-- start Document section --
The review board’s report recommended “the POU not utilize a militarized vehicle… as the visual created by such vehicles created by such vehicles when a Public Order Unit is being used is a contradiction.”
In one of the most-high profile episodes from May 30, a Salt Lake City Police officer was seen knocking down a man who used a cane to walk. The review board said the officer used excessive force.
By law, the review board cannot issue discipline or enforce policy changes. Discipline is up to Salt Lake City’s police chief and policies are the responsibility of the chief, mayor and the city council.
Spokespeople for the police department declined to say the employment status of the officer the board said used excessive force or to discuss the review board report. Mayor Erin Mendenhall, through a spokesperson, declined comment, as did members of the city council.
The May 30 protests were not organized by Black Lives Matter, though Lex Scott, the found of the group’s Utah Chapter, said she feels she has an interest in Salt Lake City police learning from that day. She prefers police not arrive at protests over police brutality unless violence has already been committed.
“Their mere presence is a problem,” Scott said, “and it’s a conflict of interest because we are there to protest police brutality and the police are there to silence us.”
Scott has regular meetings with Salt Lake City police.
-- end Document section --
-- start Extracted entries --
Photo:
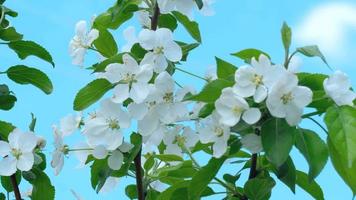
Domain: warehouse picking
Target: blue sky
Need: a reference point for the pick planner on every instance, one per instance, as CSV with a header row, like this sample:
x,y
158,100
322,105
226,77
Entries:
x,y
236,25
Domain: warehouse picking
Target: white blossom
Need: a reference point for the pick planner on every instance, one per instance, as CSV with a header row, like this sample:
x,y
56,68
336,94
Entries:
x,y
337,86
17,153
163,48
287,99
231,107
252,142
210,130
81,42
132,80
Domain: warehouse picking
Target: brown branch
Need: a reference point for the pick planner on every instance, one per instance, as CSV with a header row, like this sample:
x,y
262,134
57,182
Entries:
x,y
15,187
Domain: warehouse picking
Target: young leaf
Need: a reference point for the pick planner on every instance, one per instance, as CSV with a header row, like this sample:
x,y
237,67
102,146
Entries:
x,y
29,48
259,188
26,75
191,26
211,91
10,34
286,33
341,123
272,133
203,177
313,149
312,51
312,187
224,69
91,93
106,44
247,54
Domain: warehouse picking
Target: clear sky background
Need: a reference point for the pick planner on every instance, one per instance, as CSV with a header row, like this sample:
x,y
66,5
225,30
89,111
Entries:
x,y
238,24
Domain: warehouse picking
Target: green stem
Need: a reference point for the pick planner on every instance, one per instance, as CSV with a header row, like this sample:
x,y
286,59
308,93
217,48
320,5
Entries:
x,y
184,71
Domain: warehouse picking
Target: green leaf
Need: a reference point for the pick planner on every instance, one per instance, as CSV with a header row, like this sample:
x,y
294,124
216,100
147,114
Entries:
x,y
106,44
341,123
314,151
287,174
312,51
24,49
247,54
225,70
6,182
286,33
42,187
203,177
5,129
115,16
26,75
7,102
91,93
167,21
10,34
169,158
259,188
211,91
312,187
272,133
191,26
131,191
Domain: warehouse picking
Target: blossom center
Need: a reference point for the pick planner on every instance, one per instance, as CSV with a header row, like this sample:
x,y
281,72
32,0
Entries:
x,y
286,98
113,124
218,131
16,153
158,50
257,79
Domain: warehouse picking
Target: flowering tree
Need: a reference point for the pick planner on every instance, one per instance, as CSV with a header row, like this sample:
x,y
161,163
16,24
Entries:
x,y
21,151
151,128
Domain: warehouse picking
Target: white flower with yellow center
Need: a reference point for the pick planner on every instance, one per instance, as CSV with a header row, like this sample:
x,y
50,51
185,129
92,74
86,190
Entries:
x,y
231,107
287,99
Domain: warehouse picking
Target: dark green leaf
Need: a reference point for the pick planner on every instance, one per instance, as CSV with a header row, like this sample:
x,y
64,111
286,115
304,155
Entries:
x,y
26,75
286,33
259,188
191,26
341,123
247,54
167,21
313,149
211,91
10,34
225,70
312,51
272,133
311,187
106,44
203,177
30,48
91,93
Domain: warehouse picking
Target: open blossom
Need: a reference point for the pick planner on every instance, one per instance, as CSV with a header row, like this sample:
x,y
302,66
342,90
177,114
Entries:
x,y
17,153
81,42
211,130
105,128
255,80
132,80
252,142
231,107
177,142
130,37
337,86
163,48
287,99
184,6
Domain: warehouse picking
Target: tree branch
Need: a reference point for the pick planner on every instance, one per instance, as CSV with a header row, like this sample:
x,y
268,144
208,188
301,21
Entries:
x,y
15,187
-- end Extracted entries --
▸ **Stated task A**: Rewrite the part of the police review board article starting at "By law, the" and ending at "of the city council.", putting "city commission" in place of "city council".
▸ **Stated task B**: Carry the article about the Salt Lake City police review board on from its last sentence.
The material has nothing to do with what comes next.

▸ **Final answer A**:
By law, the review board cannot issue discipline or enforce policy changes. Discipline is up to Salt Lake City’s police chief and policies are the responsibility of the chief, mayor and the city commission.
Spokespeople for the police department declined to say the employment status of the officer the board said used excessive force or to discuss the review board report. Mayor Erin Mendenhall, through a spokesperson, declined comment, as did members of the city commission.

▸ **Final answer B**:
“I try to let them know,” Scott said, “Hey, when an officer is yelled at, right, if a police brutality victim comes up and starts yelling at an officer, we expect them to retain their composure and remain professional and not brutalize the protester.”
Edward Maguire is a professor of criminology and criminal justice at Arizona State University and has studied how police respond to protests. He said Salt Lake City police have historically been considered among the best at responding to protests.
Maguire said police need to be thoughtful about how they use an armored vehicle.
“If it’s going to arrive in a different location,” Maguire said, “not in the view of the crowd, that’s fine, but it’s when it arrives in the full view of the crowd, that could be problematic and be perceived as an escalation on the part of the police.
“And that would be justified if the police have intelligence or information they are under threat during their arrival.”